SUPPLIED PASSAGE
──────────

In this thesis, we discuss the exploiting spectrum opportunity efficiently via spectrum sharing in cognitive radio network. We consider the purpose in following three different aspects: control channel establishment, cooperative transmission, and broadcasting in infrastructure-based CRN. For control channel establishment, we proposed cycle-adjustable channel hopping scheme to optimize the performance and exploit spectrum opportunity efficiently. For cooperative transmission, we introduce hybrid cooperation in CRN for improving spectrum opportunity and propose a HybridCP game to model the strategy problem of PUs and SUs. For broadcasting in infrastructure-based CRN, we proposed a channel assignment scheme to improve the spectrum opportunity for broadcasting transmission.
The future works we will discuss in this chapter includes two parts, our proposed schemes and spectrum sharing technologies. First, we will discuss the future work of our proposed schemes. For control channel establishment scheme, the most articles didn’t consider the traffic pattern of PUs. It results that the SUs will hop to a channel which is occupied by PU and waste the time to stay on an unavailable channel in a time interval. However, the traffic patterns of PUs are different in different spectrum bands. In addition, due to the diverseness of spectrum opportunity, designing a control channel establishment scheme which considers the traffic patterns of PUs and distributes control messages on all spectrum opportunities jointly is a challenge problem. Hence, we will consider the control channel establishment problem with PU behavior information in the future. For hybrid cooperation in CRN, the problem we consider can be formulated by an optimization problem. Then it can find the optimal solution for the system. However, the optimal solution is not satisfied by PUs and SUs especially they are selfish. Hence, we propose a novel game model to analysis the
competition among PUs and SUs. We can find that the competition will lead lower spectrum utilization than the spectrum utilization of optimal solution. In other words, it should have a better architecture and cooperation rule for PUs and SUs to support hybrid cooperation in CRN even they are selfish. Hence, we will discuss the new architecture and cooperation rule for the system which supports hybrid cooperation in the future. For broadcasting in infrastructure-based CRN, we propose a greedy-based heuristic spectrum allocation scheme to solve the problem. However, we didn’t find the bound between the heuristic algorithm and optimal solution. In the future, we will design an approximation algorithm which can point out the bound between the algorithm and optimal solution. In addition, the algorithm we proposed is offline algorithm. In the future, we will also design an online algorithm.

──────────

Stored records

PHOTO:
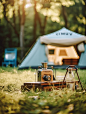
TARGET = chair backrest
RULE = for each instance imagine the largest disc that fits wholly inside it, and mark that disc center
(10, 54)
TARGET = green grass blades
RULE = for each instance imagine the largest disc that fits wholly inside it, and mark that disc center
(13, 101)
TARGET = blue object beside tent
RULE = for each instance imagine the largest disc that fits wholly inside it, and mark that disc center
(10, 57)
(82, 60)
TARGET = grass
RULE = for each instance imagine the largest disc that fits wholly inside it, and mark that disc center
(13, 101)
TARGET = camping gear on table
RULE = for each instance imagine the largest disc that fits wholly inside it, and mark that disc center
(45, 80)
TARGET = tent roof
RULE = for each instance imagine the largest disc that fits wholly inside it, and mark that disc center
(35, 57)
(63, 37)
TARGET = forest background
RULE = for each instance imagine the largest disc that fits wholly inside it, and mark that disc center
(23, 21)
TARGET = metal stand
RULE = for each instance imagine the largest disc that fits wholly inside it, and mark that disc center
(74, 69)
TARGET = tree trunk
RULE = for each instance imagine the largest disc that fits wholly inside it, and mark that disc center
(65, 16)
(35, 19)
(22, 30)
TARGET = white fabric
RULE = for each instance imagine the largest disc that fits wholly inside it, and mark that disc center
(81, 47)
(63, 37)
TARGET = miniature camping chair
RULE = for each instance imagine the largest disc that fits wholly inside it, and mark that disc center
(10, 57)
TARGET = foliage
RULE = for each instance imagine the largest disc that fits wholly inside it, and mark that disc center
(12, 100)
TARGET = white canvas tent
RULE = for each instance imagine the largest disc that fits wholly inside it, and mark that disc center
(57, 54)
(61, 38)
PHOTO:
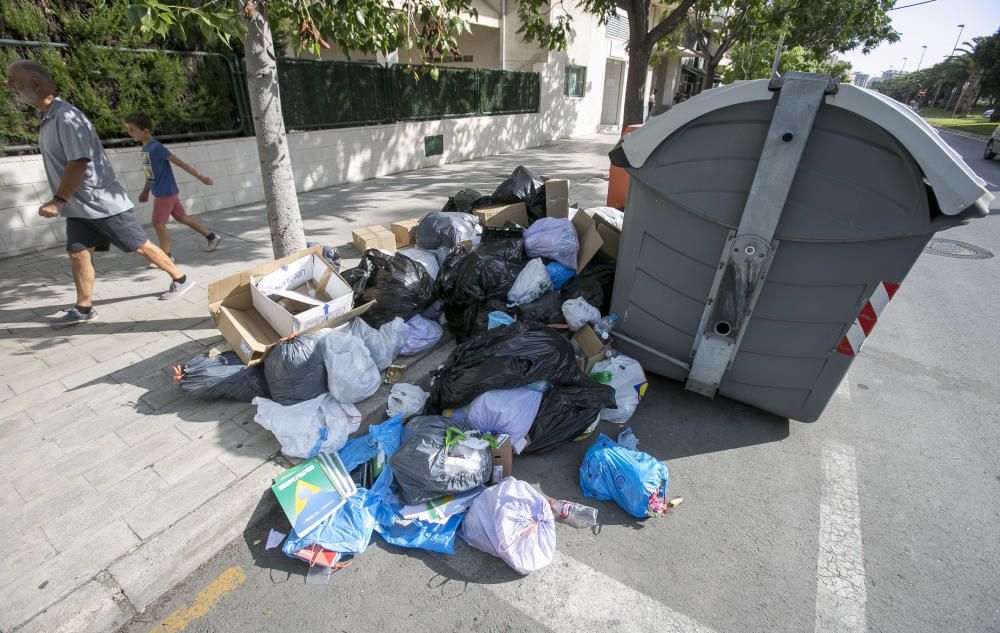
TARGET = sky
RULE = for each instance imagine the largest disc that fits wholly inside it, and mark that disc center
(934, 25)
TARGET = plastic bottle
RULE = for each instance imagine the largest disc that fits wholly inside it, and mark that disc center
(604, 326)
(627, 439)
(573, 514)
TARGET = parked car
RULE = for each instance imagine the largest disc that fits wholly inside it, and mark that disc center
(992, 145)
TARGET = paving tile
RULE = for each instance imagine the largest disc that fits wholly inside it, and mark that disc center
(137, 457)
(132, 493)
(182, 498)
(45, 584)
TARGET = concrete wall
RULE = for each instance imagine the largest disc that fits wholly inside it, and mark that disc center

──────────

COMPLETE THE FOLLOWING
A. Pull out each line of the listing that contains the string "tent", treating uppercase and lowercase as different.
B. Carry on the thesis passage on spectrum sharing in cognitive radio networks from its final sentence.
The thesis passage on cognitive radio spectrum sharing has no connection to the listing.

REPLIES
A.
TARGET = blue object beside tent
TARGET = tent roof
TARGET = white canvas tent

B.
Now we will discuss a future issue about spectrum sharing technologies. In recent year, the issues of energy harvesting have been considered in cognitive radio network [31]-[34]. For SUs, if they don’t have enough power, they cannot transmit the data packet to each other even they have spectrum opportunity. When the spectrum is occupied by PUs, the SUs can harvest the energy from the signal of PU. Hence, some articles have studied the issues of sensing strategy with energy harvesting in cognitive radio network [33][34]. In the future, we will discuss the cooperation strategy with energy harvesting for improving the spectrum opportunity in cognitive radio networks.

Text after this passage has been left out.